- Data records:
============================================================
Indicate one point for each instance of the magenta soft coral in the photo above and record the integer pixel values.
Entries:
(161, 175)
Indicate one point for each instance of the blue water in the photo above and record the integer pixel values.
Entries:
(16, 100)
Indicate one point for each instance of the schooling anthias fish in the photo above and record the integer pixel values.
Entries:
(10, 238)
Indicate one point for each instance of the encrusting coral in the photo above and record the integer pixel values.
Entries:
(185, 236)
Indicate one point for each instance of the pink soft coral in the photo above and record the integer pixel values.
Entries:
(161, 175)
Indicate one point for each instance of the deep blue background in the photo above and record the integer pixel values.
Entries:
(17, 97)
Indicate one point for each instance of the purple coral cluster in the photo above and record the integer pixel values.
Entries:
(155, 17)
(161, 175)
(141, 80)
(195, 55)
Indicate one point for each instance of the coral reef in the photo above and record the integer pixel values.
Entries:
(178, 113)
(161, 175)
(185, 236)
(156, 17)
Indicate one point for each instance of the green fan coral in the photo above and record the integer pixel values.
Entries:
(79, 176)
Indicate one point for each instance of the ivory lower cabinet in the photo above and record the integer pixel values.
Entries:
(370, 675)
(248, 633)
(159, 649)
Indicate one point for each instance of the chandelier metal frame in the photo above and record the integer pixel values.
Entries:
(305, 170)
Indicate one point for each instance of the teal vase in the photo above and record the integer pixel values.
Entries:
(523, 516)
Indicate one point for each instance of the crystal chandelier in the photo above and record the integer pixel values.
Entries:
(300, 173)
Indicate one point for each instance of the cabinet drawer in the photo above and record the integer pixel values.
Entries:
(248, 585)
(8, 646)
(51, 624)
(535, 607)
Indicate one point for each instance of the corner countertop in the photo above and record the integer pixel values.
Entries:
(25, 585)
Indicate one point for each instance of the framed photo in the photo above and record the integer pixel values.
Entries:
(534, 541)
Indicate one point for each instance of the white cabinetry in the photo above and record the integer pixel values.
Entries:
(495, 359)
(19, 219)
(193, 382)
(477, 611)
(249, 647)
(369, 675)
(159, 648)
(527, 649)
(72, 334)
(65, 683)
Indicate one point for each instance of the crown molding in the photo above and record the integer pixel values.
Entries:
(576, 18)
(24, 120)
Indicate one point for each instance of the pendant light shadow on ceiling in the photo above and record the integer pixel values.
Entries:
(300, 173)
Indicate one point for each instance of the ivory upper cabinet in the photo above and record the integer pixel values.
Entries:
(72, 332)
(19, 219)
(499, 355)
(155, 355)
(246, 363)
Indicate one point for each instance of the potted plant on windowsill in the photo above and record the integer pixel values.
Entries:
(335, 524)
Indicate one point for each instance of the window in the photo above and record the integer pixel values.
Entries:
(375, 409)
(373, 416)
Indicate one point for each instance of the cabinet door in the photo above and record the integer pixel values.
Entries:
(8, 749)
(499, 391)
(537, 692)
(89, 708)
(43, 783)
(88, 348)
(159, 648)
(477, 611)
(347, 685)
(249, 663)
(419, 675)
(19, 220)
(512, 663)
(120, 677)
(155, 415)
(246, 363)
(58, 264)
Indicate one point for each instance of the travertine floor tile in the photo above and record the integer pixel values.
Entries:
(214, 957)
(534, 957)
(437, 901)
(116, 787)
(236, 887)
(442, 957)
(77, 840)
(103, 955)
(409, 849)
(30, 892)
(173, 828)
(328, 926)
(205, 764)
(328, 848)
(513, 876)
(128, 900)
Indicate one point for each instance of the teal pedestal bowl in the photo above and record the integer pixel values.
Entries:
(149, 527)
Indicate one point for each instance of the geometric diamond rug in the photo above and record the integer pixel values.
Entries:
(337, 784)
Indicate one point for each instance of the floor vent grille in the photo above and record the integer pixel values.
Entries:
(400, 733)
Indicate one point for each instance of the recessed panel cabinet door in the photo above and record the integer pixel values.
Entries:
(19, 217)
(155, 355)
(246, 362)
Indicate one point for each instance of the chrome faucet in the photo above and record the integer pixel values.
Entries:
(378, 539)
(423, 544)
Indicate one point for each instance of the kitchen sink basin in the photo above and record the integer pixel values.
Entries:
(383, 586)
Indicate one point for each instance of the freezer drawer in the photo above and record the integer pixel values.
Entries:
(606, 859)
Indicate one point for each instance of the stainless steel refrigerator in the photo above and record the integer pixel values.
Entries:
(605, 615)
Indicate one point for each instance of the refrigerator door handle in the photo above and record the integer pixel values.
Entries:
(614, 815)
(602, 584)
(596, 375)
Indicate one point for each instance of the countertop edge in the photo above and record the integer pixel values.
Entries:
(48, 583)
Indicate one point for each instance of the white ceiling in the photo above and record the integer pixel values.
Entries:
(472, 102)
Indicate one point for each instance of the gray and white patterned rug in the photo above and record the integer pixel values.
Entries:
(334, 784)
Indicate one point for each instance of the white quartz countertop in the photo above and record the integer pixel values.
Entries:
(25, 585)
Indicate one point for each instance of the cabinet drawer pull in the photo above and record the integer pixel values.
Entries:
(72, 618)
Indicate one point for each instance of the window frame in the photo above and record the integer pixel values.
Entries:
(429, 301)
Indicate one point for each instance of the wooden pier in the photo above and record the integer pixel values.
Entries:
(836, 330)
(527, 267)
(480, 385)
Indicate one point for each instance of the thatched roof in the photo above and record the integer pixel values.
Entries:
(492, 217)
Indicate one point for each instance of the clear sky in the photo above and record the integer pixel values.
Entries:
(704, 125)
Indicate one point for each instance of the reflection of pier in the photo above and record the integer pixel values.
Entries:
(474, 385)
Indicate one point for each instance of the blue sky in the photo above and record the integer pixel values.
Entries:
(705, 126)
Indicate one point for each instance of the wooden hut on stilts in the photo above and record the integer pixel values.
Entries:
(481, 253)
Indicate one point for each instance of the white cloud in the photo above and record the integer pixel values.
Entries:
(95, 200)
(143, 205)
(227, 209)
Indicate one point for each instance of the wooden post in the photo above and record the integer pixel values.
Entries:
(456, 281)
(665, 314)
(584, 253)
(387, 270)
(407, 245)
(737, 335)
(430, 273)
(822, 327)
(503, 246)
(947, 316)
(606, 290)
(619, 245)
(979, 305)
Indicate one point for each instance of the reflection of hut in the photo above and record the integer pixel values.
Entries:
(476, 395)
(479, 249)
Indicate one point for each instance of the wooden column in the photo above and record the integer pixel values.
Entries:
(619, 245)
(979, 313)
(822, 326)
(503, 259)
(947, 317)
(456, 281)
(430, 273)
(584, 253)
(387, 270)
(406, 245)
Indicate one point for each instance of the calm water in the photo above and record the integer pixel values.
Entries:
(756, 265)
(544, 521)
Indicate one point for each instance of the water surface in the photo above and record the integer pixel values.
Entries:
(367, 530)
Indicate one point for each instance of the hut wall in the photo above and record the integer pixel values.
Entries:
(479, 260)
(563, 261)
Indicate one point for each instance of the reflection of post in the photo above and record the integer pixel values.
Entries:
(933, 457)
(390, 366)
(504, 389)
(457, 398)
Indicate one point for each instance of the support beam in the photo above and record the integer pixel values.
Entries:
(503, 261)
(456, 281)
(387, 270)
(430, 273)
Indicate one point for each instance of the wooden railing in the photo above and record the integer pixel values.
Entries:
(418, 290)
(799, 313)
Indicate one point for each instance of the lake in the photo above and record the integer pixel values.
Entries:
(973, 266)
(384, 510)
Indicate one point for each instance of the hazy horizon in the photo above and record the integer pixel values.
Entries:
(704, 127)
============================================================
- Exercise details: Only the data above, repeated exactly, should make up the reply.

- Answer section:
Indicate one point for each instance of the magenta soft coral in the photo above and record the integer pixel values.
Entries:
(161, 175)
Indicate one point for each instance of the blue water in the photo above and record the integer pixel values.
Entries:
(16, 100)
Indicate one point for each instance of the schooling anthias fish in the photo above and record the integer pixel values.
Entries:
(10, 238)
Indicate one point for each instance of the encrusting coral in the photo above and record the integer pixel values.
Entries:
(185, 236)
Indicate one point for each instance of the pink soft coral in the photo above and record the integer pixel values.
Entries:
(161, 175)
Indicate one point for each instance of the deep blue background in the photo above and record the integer pixel values.
Entries:
(17, 97)
Indicate one point for each instance of the purple coral cluster in the photo above and record the integer pixel values.
Entries:
(155, 17)
(161, 175)
(141, 80)
(195, 55)
Indicate one point for each instance of the coral reef in the photo above and record the integer pixel values.
Entries:
(178, 113)
(161, 175)
(185, 236)
(156, 17)
Indicate one point for each instance of the green fan coral in the photo above and record the integer pixel values.
Entries:
(79, 176)
Indicate one point for each instance of the ivory lower cabinet in the photo above and record the integer pixel values.
Entries:
(370, 675)
(248, 633)
(159, 649)
Indicate one point for each instance of the chandelier metal frame in the photo above and record the integer pixel values.
Entries:
(305, 170)
Indicate one point for each instance of the teal vase in the photo above and record the integer pixel values.
Entries:
(523, 516)
Indicate one point for each instance of the crystal chandelier in the photo above and record the integer pixel values.
Entries:
(300, 173)
Indicate one point for each instance of the cabinet drawer in the photo above and record the integer pixel values.
Entries:
(248, 585)
(8, 646)
(51, 624)
(535, 607)
Indicate one point for each instance of the corner countertop in the photo above and record the integer pixel values.
Entries:
(25, 585)
Indicate one point for each instance of the framed photo in the photo above and record the integer pixel values.
Entries:
(534, 541)
Indicate one point for each instance of the white cabinetry in the photo above and record the integer pixel values.
Entries:
(495, 359)
(19, 219)
(193, 382)
(477, 611)
(249, 647)
(369, 675)
(159, 648)
(527, 649)
(72, 334)
(65, 683)
Indicate one point for each instance of the crown molding in the photo above and record the integer pixel values.
Entries:
(576, 18)
(24, 120)
Indicate one point for each instance of the pendant light shadow on ceiling in the photo above and record the integer pixel values.
Entries:
(300, 173)
Indicate one point for each instance of the ivory upper cabinet in the photo above and record the integer pixel values.
Entries:
(72, 332)
(19, 219)
(499, 355)
(155, 355)
(246, 363)
Indicate one point for each instance of the potted plant on windowsill in the photo above and record the integer pixel values.
Entries:
(335, 524)
Indicate one point for each instance of the window in the photo above and record the integer pixel values.
Entries:
(375, 409)
(373, 416)
Indicate one point for each instance of the cabinet door in the photo above and record the integer pixel values.
Entries:
(8, 749)
(499, 391)
(537, 692)
(89, 708)
(43, 783)
(88, 348)
(159, 648)
(477, 611)
(347, 685)
(249, 663)
(419, 675)
(19, 220)
(512, 663)
(120, 677)
(155, 415)
(246, 363)
(58, 264)
Indicate one point for each instance of the travertine floor tile in the photo above and record the integer pixel values.
Entries:
(214, 957)
(534, 957)
(437, 901)
(116, 787)
(236, 887)
(442, 957)
(77, 840)
(103, 955)
(409, 849)
(30, 892)
(173, 828)
(328, 926)
(205, 764)
(328, 848)
(513, 876)
(128, 900)
Indicate one point for each instance of the teal pedestal bowl in the photo above and record the integer pixel values.
Entries:
(149, 527)
Indicate one point for each instance of the geometric diamond rug in the photo above and record the integer pixel values.
Entries:
(337, 784)
Indicate one point for each instance of the floor vent grille in the photo above and record the integer pixel values.
Entries:
(400, 733)
Indicate one point for each instance of the recessed panel cabinet door in the photo above and record the integer pixel values.
Entries:
(19, 217)
(155, 355)
(246, 362)
Indicate one point for each instance of the chrome faucet in the photo above and record the integer pixel values.
Entries:
(378, 539)
(423, 544)
Indicate one point for each instance of the kitchen sink basin in the photo above and record the integer pixel values.
Entries:
(383, 586)
Indicate one point for each instance of the freezer drawer in the photo above and record the integer pixel values.
Entries:
(606, 859)
Indicate one point for each instance of the stainless steel refrigerator in the photo above and record the integer pixel values.
Entries:
(605, 615)
Indicate one point for each instance of the refrigerator door handle in the photo above and record the integer pixel values.
Entries:
(614, 815)
(602, 584)
(596, 375)
Indicate one point for each instance of the countertop edge in the photo above and record the integer pixel values.
Entries:
(48, 583)
Indicate one point for each instance of the white ceiling in the photo above and record the integer pixel values.
Entries:
(472, 102)
Indicate one point for each instance of the gray and white patterned rug in the photo above and record the integer pixel values.
Entries:
(334, 784)
Indicate one point for each instance of the white quartz countertop in the photo above and record the integer pixel values.
Entries:
(25, 585)
Indicate one point for each instance of the cabinet drawer pull in the photo above and record the integer pixel values.
Entries:
(72, 618)
Indicate one point for each instance of the window frame in the photo above and record the integer pixel values.
Entries:
(429, 301)
Indicate one point for each instance of the wooden pier in the photo above and record the integer pixel values.
Entries:
(836, 330)
(527, 267)
(480, 385)
Indicate one point for each instance of the thatched roof in the photo above and record the integer pixel values.
Entries:
(492, 217)
Indicate one point for each instance of the clear sky in the photo above and record the integer pixel values.
Entries:
(704, 125)
Indicate one point for each instance of the reflection of pier in the photo above and record the integer pixel values.
Entries:
(474, 385)
Indicate one point for each instance of the blue sky in the photo above and record the integer pixel values.
Entries:
(705, 126)
Indicate one point for each instance of the wooden hut on stilts in the photo above and record the integer pixel values.
Entries:
(481, 253)
Indicate one point for each instance of the white cloud in the photo above and record the integer pixel values.
Entries:
(95, 200)
(143, 205)
(227, 209)
Indicate one point for each instance of the wooden post in the photo above and record the integer pixel values.
Entries:
(456, 281)
(665, 314)
(584, 253)
(387, 270)
(407, 245)
(737, 335)
(430, 273)
(822, 327)
(503, 246)
(947, 316)
(606, 290)
(619, 245)
(979, 305)
Indicate one point for each instance of the reflection of hut in the photo above and record the integer pixel values.
Entries:
(476, 395)
(479, 249)
Indicate one point for each instance of the wooden column in the photo above and record the integer pixel values.
Entries:
(619, 245)
(979, 313)
(822, 326)
(503, 259)
(947, 317)
(456, 281)
(430, 273)
(584, 253)
(387, 270)
(406, 245)
Indicate one point for each instance of the calm water in the photo above and record the integer pixel values.
Entries:
(756, 265)
(544, 521)
Indicate one point for each instance of the water surface in the photo above and record the integer pixel values.
Entries:
(367, 530)
Indicate one point for each instance of the hut wall in the photo above and record the integer pixel values.
Entries:
(479, 260)
(563, 261)
Indicate one point for each instance of the reflection of post in the photo above and record the integer pixel values.
Entries:
(933, 457)
(390, 366)
(504, 389)
(457, 398)
Indicate one point for each instance of the support beam in the photo above and record the integer pixel values.
Entries:
(503, 261)
(456, 281)
(387, 270)
(430, 273)
Indicate one point for each instance of the wooden railing in the photo above and record the integer pixel values.
Entries:
(418, 290)
(799, 313)
Indicate one point for each instance of the lake in the photo above and record the integer pixel values.
Entries:
(973, 266)
(384, 510)
Indicate one point for each instance of the hazy horizon in the photo above and record the integer pixel values.
Entries:
(704, 127)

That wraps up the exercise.